▶ **Task goal**: The material below should be copied line for line, please, with pictures omitted.
_ _ _ _ _
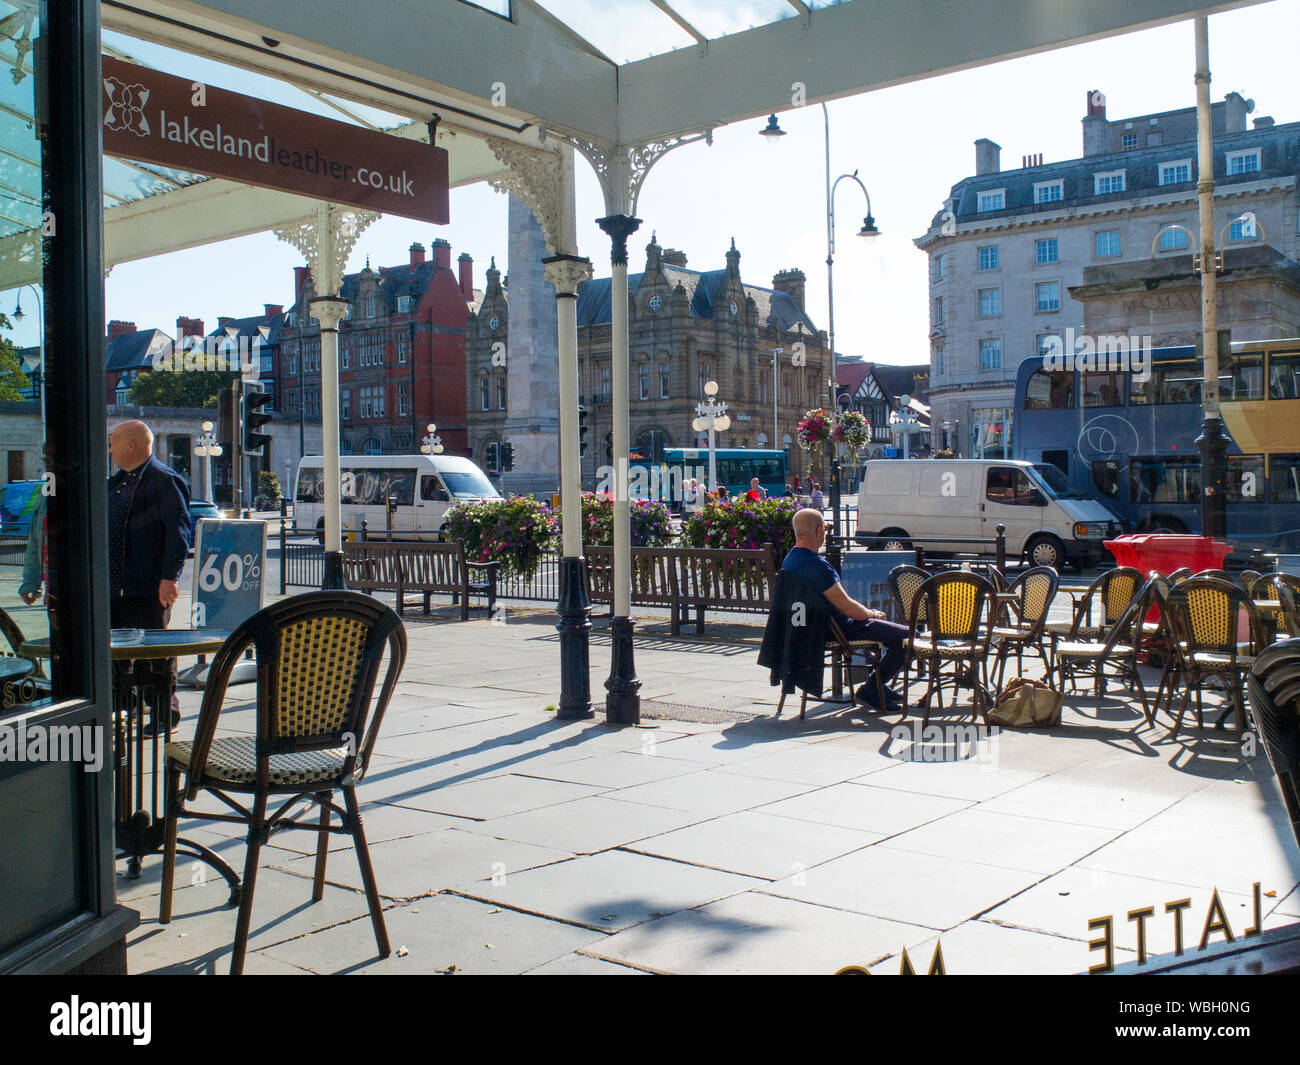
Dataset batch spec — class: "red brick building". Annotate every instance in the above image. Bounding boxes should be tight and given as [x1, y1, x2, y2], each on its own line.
[277, 237, 477, 455]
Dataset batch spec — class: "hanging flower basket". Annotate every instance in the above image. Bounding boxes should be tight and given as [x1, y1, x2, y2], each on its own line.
[797, 408, 832, 458]
[833, 410, 871, 463]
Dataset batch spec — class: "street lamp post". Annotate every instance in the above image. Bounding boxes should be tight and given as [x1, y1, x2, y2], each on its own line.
[770, 347, 782, 453]
[692, 381, 731, 493]
[12, 285, 44, 429]
[420, 423, 444, 455]
[193, 420, 223, 504]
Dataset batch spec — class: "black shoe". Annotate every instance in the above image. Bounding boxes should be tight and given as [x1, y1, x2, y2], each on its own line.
[855, 684, 904, 712]
[140, 710, 181, 738]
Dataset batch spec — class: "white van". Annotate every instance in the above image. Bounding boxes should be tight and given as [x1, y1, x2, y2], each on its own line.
[293, 454, 500, 541]
[855, 458, 1123, 569]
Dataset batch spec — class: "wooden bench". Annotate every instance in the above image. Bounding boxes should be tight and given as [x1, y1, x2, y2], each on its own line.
[584, 545, 774, 635]
[342, 541, 497, 620]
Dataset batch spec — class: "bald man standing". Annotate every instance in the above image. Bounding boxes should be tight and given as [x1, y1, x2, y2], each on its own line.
[108, 420, 193, 725]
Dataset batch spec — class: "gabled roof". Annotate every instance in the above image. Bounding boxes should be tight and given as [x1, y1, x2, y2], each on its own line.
[105, 328, 172, 372]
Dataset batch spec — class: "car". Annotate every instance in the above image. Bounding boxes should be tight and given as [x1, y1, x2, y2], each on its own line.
[188, 498, 223, 525]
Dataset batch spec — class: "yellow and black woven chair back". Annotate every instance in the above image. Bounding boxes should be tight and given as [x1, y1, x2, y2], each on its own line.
[1168, 567, 1194, 586]
[1238, 569, 1262, 595]
[1254, 573, 1300, 637]
[889, 565, 929, 626]
[183, 591, 406, 795]
[916, 571, 993, 644]
[1010, 565, 1058, 627]
[1168, 576, 1259, 657]
[1100, 567, 1144, 625]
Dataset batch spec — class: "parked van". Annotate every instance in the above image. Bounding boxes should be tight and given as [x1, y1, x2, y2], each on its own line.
[293, 454, 500, 541]
[855, 458, 1123, 569]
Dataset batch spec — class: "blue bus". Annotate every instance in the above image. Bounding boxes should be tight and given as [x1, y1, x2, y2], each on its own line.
[1012, 338, 1300, 550]
[628, 447, 788, 506]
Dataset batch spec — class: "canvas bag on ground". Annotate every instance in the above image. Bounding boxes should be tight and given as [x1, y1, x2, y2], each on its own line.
[988, 677, 1062, 728]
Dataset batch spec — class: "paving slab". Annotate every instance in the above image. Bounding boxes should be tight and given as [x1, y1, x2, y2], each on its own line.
[391, 773, 605, 820]
[605, 768, 818, 817]
[760, 843, 1042, 930]
[868, 919, 1137, 976]
[525, 952, 649, 975]
[514, 751, 704, 789]
[629, 809, 878, 880]
[461, 848, 761, 931]
[464, 795, 706, 855]
[756, 782, 972, 838]
[585, 890, 934, 975]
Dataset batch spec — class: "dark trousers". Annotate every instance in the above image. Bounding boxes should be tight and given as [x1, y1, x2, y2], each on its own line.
[839, 617, 909, 687]
[111, 596, 176, 715]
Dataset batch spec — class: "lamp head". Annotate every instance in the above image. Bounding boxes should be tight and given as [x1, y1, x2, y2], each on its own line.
[12, 300, 23, 321]
[858, 215, 879, 239]
[704, 380, 719, 397]
[759, 114, 786, 143]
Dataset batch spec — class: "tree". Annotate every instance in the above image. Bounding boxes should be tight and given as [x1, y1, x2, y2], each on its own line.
[0, 312, 33, 401]
[127, 367, 240, 409]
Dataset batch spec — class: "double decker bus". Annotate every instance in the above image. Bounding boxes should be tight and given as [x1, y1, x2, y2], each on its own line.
[1012, 338, 1300, 550]
[626, 447, 788, 507]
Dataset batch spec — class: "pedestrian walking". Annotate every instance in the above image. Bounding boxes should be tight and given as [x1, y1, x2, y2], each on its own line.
[809, 481, 824, 511]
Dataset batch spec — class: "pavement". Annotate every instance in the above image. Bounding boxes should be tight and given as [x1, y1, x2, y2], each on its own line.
[91, 583, 1300, 976]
_ _ _ _ _
▶ **Final answer**:
Dataset batch spec — class: "red brick building". Annotate every instance in the above image. Bounding boxes should be tight and given as [x1, y1, x2, y2], each on its own line.
[277, 237, 477, 455]
Dataset batch spec — class: "hanging flower basket". Annotate every instance in the above image. Bounding boxes should be tight and given as [x1, y1, x2, y2], each on its own line.
[797, 408, 832, 458]
[833, 410, 871, 463]
Dataset batch spec — class: "street lamp post". Annotate every instance in the above image. Bounding boxes should be tight and given as [x1, y1, x2, y2], each on its own line.
[770, 347, 782, 453]
[692, 381, 731, 493]
[12, 285, 44, 429]
[420, 423, 444, 455]
[193, 420, 223, 504]
Dataset batch spec — class: "black shoe". Annotate every instance in the above image. Bounding boxes should be tight and given as [x1, y1, x2, y2], each on its own line.
[855, 684, 904, 712]
[140, 710, 181, 738]
Dataset batch spec — class: "white van". Annotate every instance in the above image. Bounding boxes should be tight and given as [x1, y1, x2, y2], each on its own line.
[293, 454, 500, 541]
[855, 458, 1123, 569]
Dataset batch spec — class: "wooden bench". Annotate every instance in the above image. Bounding boxes should be tight and given as [x1, y1, x2, y2], each on its own line.
[584, 545, 774, 635]
[342, 541, 497, 620]
Dataset batch spec — class: "bald man standing". Annotate every instance in the above image. Bounding boxes should be tight and given as [x1, y1, x2, y2], each on its own line.
[108, 420, 193, 725]
Dataset batch spec — class: "gabled roof". Annotate every instance in the above image. Bounding boxes should be tight and given as [x1, y1, x2, y2], each on its own line.
[105, 328, 172, 372]
Dataset batch spec — class: "car". Annotate every instance in the above image. Bounding boxes should be tight and given as [x1, y1, x2, y2], each on its own line.
[188, 498, 223, 525]
Dataset batch spec — class: "yellow and black woven chair back". Annotate every instance in the above image. Bounding boxes should be tight and given as [x1, y1, x2, y2], each on its own line.
[1168, 567, 1194, 586]
[1238, 569, 1262, 595]
[1254, 573, 1300, 637]
[889, 565, 929, 626]
[183, 591, 406, 795]
[916, 571, 993, 644]
[1010, 565, 1058, 627]
[1168, 576, 1259, 657]
[1100, 567, 1144, 625]
Dataset batch spec — class: "parked van". Annotate every instance in the above image. Bounding boxes should be tight and given as [x1, y1, x2, y2], each on its own line.
[293, 454, 500, 541]
[855, 458, 1123, 569]
Dataset batch spec — class: "blue bus". Annotate every instance in the above image. Bounding boxes should be tight and given as [x1, y1, x2, y2], each on its own line.
[1012, 338, 1300, 550]
[628, 447, 788, 506]
Dataset batch spec — class: "canvas bag on ground". Annotate every instance in the above image. Bounding boxes should be tight and given as [x1, y1, x2, y2], each on its own line.
[988, 677, 1062, 728]
Dataset batch spec — class: "paving slab". Annotate every instance in the above image. Bounding boxes should be tight and given as [x1, y1, x2, y2], each on its own line.
[391, 773, 605, 820]
[605, 768, 818, 817]
[760, 843, 1042, 930]
[868, 919, 1137, 976]
[525, 952, 649, 975]
[514, 751, 704, 789]
[629, 809, 878, 880]
[461, 848, 761, 931]
[464, 795, 706, 855]
[756, 782, 972, 838]
[585, 890, 934, 975]
Dataset batch spec — class: "dark trousers". Annotate every instance in the above image. Bounding boxes should be tight and given as [x1, y1, x2, y2], each on its own line.
[839, 617, 909, 687]
[111, 596, 176, 715]
Dataset batch spec — class: "lamp head". Annotate every instance in the above image. Bounding boxes should be tight and given as [x1, y1, x2, y2], each on its own line.
[12, 300, 23, 321]
[858, 215, 879, 239]
[704, 380, 719, 397]
[759, 114, 786, 143]
Dataset batch spec — class: "tree". Annotate every instance in the above image. Bounding boxes should be tight and given as [x1, y1, x2, y2], each on its own line.
[0, 312, 33, 401]
[127, 367, 240, 409]
Dataset batch spec — class: "double decker bus". Annotate every instance in the above image. Bounding boxes should be tight and given as [x1, y1, x2, y2], each on its own line.
[1012, 338, 1300, 550]
[626, 447, 788, 507]
Dataset batch spec — class: "pedestrian walking". Annotate every instance in the above image. Bounding boxes should be tight and given as [x1, y1, x2, y2], each on its own line.
[809, 481, 824, 511]
Dataset batch spec — class: "pavement". Annotate every instance in the above image. Bounding boxes should be tight and given as [x1, y1, x2, y2], each on its own line.
[91, 583, 1300, 976]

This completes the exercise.